» YOUR INSTRUCTIONS
List every row below that contains the string "tree", copying each such row in full. Matching is case-sensitive.

» INPUT DATA
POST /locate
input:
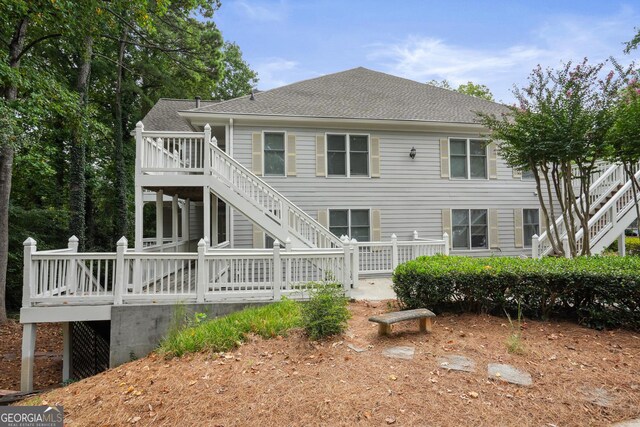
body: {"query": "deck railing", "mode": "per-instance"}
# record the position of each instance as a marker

---

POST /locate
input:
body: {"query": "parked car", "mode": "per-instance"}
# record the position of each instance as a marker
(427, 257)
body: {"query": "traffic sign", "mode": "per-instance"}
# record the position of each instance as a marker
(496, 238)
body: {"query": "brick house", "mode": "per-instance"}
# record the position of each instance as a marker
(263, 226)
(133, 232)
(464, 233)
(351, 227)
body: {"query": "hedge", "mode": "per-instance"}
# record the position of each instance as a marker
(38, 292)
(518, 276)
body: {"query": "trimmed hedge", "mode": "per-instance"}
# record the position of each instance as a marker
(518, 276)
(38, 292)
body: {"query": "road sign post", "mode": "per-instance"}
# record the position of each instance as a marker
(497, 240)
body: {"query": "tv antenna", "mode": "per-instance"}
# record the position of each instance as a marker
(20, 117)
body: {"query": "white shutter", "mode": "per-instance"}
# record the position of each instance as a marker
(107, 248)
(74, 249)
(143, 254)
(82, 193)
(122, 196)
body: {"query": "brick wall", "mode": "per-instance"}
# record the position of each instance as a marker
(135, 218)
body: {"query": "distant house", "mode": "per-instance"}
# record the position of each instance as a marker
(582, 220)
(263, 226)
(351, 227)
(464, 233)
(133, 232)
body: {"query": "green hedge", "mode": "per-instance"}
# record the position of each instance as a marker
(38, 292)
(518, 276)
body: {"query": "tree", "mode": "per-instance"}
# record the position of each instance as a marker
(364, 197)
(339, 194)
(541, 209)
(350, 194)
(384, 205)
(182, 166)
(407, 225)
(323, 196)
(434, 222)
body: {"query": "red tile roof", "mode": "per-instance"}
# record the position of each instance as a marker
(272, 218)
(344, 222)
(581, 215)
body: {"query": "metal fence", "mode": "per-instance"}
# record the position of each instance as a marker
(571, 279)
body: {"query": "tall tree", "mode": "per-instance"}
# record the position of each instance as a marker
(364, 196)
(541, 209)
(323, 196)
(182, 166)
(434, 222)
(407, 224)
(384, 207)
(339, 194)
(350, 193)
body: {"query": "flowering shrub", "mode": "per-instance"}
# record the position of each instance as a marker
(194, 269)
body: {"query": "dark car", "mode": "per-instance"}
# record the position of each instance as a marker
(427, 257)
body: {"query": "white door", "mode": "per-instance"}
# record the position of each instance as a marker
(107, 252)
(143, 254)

---

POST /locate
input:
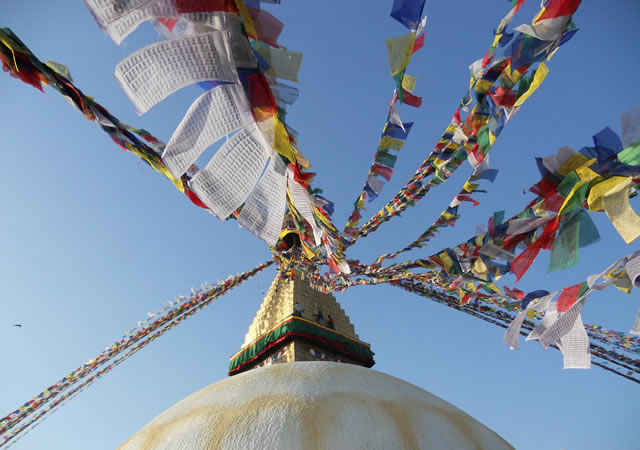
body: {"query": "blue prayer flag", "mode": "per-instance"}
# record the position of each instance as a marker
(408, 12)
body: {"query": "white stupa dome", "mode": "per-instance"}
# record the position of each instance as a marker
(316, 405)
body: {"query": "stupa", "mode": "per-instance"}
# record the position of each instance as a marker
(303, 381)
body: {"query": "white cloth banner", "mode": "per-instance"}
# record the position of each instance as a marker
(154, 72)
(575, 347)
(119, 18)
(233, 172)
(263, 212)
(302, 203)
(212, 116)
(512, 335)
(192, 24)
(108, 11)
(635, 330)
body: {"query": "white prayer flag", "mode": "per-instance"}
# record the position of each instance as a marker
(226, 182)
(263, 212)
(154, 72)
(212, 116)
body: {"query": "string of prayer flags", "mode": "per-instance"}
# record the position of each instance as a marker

» RESPONSE TO THIS EXERCISE
body: {"query": "tree", "mode": "per-instance"}
body: {"query": "tall tree", "mode": "per-instance"}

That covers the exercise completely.